**Given exercise**
Output the material word for word. Leave each picture out.

**Data provided**
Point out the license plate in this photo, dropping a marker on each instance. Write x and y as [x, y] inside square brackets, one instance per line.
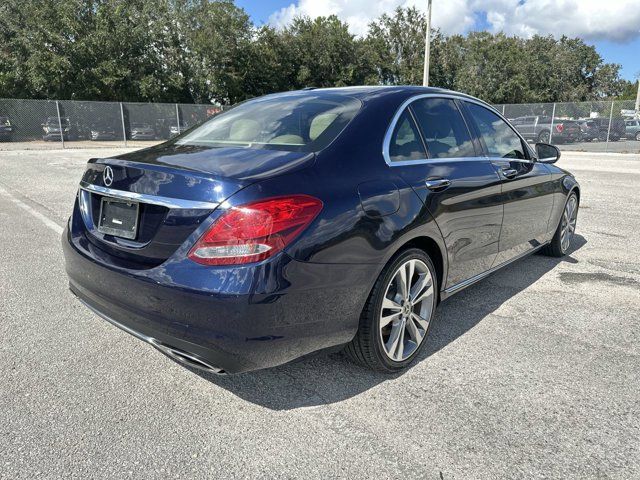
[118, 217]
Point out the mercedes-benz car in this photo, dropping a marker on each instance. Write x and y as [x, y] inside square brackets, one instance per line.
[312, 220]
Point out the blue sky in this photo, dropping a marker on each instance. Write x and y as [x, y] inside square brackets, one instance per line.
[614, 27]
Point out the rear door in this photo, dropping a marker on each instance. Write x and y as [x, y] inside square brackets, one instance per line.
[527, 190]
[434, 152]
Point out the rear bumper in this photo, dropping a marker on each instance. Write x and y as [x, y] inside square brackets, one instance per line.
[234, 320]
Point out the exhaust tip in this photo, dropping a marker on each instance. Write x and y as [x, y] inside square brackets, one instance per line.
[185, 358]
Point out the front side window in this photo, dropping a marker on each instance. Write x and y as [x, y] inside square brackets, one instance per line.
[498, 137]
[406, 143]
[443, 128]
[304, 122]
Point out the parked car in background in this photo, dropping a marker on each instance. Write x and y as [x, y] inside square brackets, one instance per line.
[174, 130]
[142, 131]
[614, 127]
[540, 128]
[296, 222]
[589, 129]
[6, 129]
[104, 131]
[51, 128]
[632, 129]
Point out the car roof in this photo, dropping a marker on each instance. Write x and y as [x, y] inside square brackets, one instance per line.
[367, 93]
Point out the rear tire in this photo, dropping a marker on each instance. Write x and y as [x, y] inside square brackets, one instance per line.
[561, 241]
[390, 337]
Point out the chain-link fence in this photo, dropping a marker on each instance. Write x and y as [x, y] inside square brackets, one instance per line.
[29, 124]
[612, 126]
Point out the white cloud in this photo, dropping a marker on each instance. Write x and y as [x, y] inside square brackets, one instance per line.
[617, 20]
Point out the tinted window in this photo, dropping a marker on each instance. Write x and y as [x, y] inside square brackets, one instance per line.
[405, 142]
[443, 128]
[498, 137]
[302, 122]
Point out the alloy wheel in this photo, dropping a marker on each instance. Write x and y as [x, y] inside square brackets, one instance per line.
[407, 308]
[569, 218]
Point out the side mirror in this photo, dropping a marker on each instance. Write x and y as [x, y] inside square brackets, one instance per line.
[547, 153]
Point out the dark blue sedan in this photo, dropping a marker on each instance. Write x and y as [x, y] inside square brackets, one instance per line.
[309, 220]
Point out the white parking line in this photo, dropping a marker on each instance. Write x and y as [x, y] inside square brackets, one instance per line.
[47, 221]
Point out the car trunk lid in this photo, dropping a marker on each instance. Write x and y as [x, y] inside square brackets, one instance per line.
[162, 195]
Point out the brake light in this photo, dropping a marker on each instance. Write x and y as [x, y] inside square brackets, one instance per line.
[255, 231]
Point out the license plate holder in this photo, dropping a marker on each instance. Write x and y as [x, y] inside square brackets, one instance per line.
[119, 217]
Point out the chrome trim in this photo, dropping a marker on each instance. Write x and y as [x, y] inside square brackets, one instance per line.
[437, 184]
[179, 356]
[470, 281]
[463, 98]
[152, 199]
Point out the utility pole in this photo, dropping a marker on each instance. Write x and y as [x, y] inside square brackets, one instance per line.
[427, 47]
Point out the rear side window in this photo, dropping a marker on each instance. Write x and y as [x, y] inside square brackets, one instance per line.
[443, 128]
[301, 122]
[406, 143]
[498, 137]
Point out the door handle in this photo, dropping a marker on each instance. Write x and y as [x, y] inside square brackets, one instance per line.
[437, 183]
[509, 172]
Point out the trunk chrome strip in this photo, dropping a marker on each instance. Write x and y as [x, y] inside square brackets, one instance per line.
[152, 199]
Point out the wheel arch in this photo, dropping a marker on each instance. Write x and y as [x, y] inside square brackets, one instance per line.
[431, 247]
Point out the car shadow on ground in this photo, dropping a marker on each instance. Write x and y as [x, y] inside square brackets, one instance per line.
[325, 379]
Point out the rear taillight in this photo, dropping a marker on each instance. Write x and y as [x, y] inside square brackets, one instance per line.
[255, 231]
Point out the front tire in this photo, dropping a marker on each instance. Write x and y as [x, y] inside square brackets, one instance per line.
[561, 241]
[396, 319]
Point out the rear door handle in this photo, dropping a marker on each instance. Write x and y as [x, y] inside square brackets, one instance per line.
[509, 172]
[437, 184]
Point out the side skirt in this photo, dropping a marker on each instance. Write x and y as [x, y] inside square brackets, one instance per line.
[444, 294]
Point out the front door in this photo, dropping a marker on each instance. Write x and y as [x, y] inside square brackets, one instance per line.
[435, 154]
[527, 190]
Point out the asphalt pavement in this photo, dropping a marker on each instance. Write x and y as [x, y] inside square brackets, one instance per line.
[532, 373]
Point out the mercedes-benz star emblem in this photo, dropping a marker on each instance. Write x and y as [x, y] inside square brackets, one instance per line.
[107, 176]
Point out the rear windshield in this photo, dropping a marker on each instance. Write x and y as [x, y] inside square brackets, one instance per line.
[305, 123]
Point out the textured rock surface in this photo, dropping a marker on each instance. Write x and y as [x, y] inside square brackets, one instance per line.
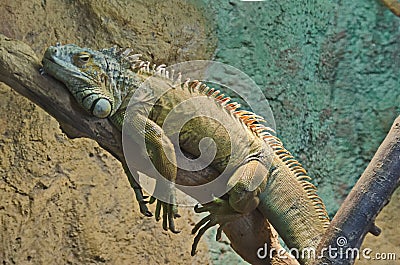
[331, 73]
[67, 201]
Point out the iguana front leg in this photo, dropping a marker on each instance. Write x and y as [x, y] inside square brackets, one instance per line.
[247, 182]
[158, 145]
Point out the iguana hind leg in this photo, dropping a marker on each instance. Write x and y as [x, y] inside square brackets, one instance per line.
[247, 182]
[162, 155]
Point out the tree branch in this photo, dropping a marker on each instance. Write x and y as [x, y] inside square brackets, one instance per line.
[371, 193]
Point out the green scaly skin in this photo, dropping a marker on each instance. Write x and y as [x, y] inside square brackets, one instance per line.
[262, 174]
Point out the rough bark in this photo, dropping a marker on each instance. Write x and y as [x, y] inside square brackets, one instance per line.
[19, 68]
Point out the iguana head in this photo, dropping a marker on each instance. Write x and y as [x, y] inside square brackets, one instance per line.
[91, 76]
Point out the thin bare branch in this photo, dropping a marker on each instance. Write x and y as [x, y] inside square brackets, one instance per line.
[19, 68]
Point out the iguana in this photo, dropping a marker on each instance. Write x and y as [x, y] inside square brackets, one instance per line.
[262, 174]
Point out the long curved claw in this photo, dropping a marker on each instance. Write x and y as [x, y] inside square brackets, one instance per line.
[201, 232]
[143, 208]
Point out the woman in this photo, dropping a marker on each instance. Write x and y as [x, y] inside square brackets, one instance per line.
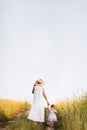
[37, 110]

**Task answer**
Point out the license plate in this photo, dropping a marker on each instance. Write x and y as [x, y] inside square brackets, one instance per line.
[118, 217]
Point out the mercedes-benz car in this photo, dropping a marker on each instance. Write x and y as [x, y] inside square brackets, one instance per line.
[312, 220]
Point out the blue sky in this photo, dropping a marker on each instance. Write x and y as [x, y] inside square brackets, one instance per line.
[614, 27]
Point out the rear door in this photo, dropping a marker on each instance. Write x and y as [x, y] inside square brackets, one instance per line.
[527, 190]
[434, 152]
Point out the rear bumper in this photo, dropping a marker on each instance. Write x and y as [x, y] inside square brackets, one instance per line.
[234, 320]
Point out the exhaust tip in this photo, dropping a marker on each instance. Write x and y as [x, y] inside square brackets, one instance per line.
[185, 358]
Point out the front side window in this photo, dropping a marker on each instance. Write x and y as [x, y] inside square brackets, one instance per line.
[498, 137]
[406, 143]
[443, 128]
[304, 122]
Point out the parked car in background in this photo, dropping a marker on each instance. Write x and y as [x, y] inside square brackets, one instance per line.
[174, 130]
[142, 131]
[614, 127]
[540, 128]
[296, 222]
[589, 129]
[6, 129]
[104, 131]
[51, 128]
[632, 129]
Point out the car roof in this photo, dropping a marker on each instance. Write x and y as [x, y] inside square brackets, one instance per line.
[367, 93]
Point out the rear tire in this photo, dropping a marker on each instance. Write x and y as [x, y] inside square brackets, one instance per line.
[561, 241]
[390, 337]
Point out the chain-link fence in this photo, dropping a marker on each instance. Write x and y as [x, y] inside square brackets, one instance per line.
[29, 124]
[612, 126]
Point out the white cloud in this photo, dropping a marker on each instance. Write x and y as [x, y] inside square brackets, one instance per line.
[617, 20]
Point out the tinted window in this photo, dropping a marker on each instance. Write x and y as [x, y] inside square brackets, one instance per line.
[405, 142]
[443, 128]
[498, 137]
[302, 122]
Point out the alloy wheel in this photo, dropping a marker on each instance. Write x and y as [x, y] inside square brackets, one instance per line.
[407, 308]
[569, 218]
Point out the side mirror in this photo, dropping a marker on each instance. Write x and y as [x, y] inside square brackets, one instance per line.
[547, 153]
Point out the dark blue sedan in this photo, dropping a marker on each instance. Write x and y as [x, y] inside square brackets, one instance per line.
[309, 220]
Point out the white parking line in this photo, dropping a marker on each instance. Write x and y as [x, y] inside square brackets, one instance per line.
[47, 221]
Point out the car trunk lid in this photo, dropping a marker on each instance. Write x and y as [x, y] inside square brackets, one instance per line.
[162, 195]
Point out the brake light in this photo, dropping a marker on each instance. Write x and y as [x, y] inside square brackets, one instance per line.
[255, 231]
Point out the license plate holder in this photo, dropping a marker on each instance. Write x and y as [x, y] inside square brackets, one instance per line.
[119, 217]
Point out the chrome trim in this photo, dropping a marker on each instance. Write x and y as [x, y] inside square brackets, one instance per line.
[437, 184]
[179, 356]
[470, 281]
[463, 98]
[152, 199]
Point out the utility pole in this photo, dropping a marker on each instance. Write x and y as [x, y] inside square brackets, one instance per line.
[427, 47]
Point out the rear side window in this photo, dropping a marker on each instance. Write x and y as [x, y] inside square brackets, one instance per line.
[443, 128]
[301, 122]
[406, 143]
[498, 137]
Point out the door handle in this photo, dropping a marker on each instance. Write x and y as [x, y] inside square brackets, one instance per line.
[437, 183]
[509, 172]
Point out the trunk chrome strip in this photo, dropping a marker on each instance. Write x and y as [x, y] inside square brackets, one instance per line.
[152, 199]
Point out the wheel arch in this photo, dropping a marker on each instance. Write x and y as [x, y] inside square brackets, one instance per line.
[431, 247]
Point out the car shadow on ground in this photo, dropping a marker on each instance. Write x and y as [x, y] inside square brackets, one instance per line.
[325, 379]
Point out the rear taillight in this photo, dropping a marker on each instance. Write x and y as [x, y] inside square brackets, one instance per line.
[255, 231]
Point out the front tire in this photo, dropping a marker on each instance. Write x and y as [x, y] inside square brackets, one instance per line.
[561, 241]
[396, 319]
Point out the rear door handle in this photo, dropping a marker on each instance. Write x and y as [x, y] inside square brackets, one instance per line.
[509, 172]
[437, 184]
Point out the side skirt in this photo, dropping a marker on each instance. Write x and y as [x, y] inside square brackets, one instance per line.
[444, 294]
Point out the front door in this photo, dropping a marker on each instance. Write x and y as [x, y] inside square brackets, one instance per line.
[435, 154]
[527, 190]
Point out the asphalt pavement in this photo, dropping a marker on each instance. Write x and y as [x, y] inside square brackets, one instance per line.
[532, 373]
Point out the mercedes-benz star emblem in this photo, dropping a marker on each instance. Write x and y as [x, y] inside square brackets, one instance per line.
[107, 176]
Point out the rear windshield in this photo, dropping a marker on each instance. Write x and y as [x, y] inside square brackets, one instance per line.
[305, 123]
Point out the textured rock surface in this photo, dropping a marker on each instance. Write x and y as [x, y] inside square brackets, one instance per line.
[331, 73]
[67, 201]
Point out the iguana front leg in this photo, dropping a marker on each instance. Write x and y as [x, y] inside square brackets, one instance per line.
[247, 182]
[158, 145]
Point out the iguana hind leg in this photo, dropping a marker on each instance. Write x and y as [x, y] inside square brackets, one instance per line.
[247, 182]
[162, 155]
Point out the tree branch in this photo, dropping a marker on each instance. Write x and y as [x, y] inside square brackets, one instance per line.
[371, 193]
Point out the green scaly skin in this photo, dropping a marker on each instance. Write x and y as [x, y] inside square brackets, one instance per line.
[262, 174]
Point out the rough bark in this photo, dropping a marker on each instance. Write x and y as [x, y] inside square brackets, one instance per line.
[19, 68]
Point out the iguana head in this photo, dropping a marker on each instance. Write x and y as [x, y] inside square brackets, one instance per line.
[91, 76]
Point out the thin bare branch in this photo, dropping a marker on each instance. Write x and y as [x, y] inside square brackets, one instance per line.
[19, 68]
Point out the iguana in this photo, dropping a marker on each instance. Write x and y as [x, y] inside square brackets, one instance per line.
[262, 174]
Point out the long curved claw in this photo, dropping a marker on each instance. Write x and y as [x, y] inside square brackets, one instance per line.
[201, 232]
[143, 208]
Point out the woman in this photo, dropping a marker on each instance. Write x and y as [x, y] inside square brackets, one instance per line.
[37, 110]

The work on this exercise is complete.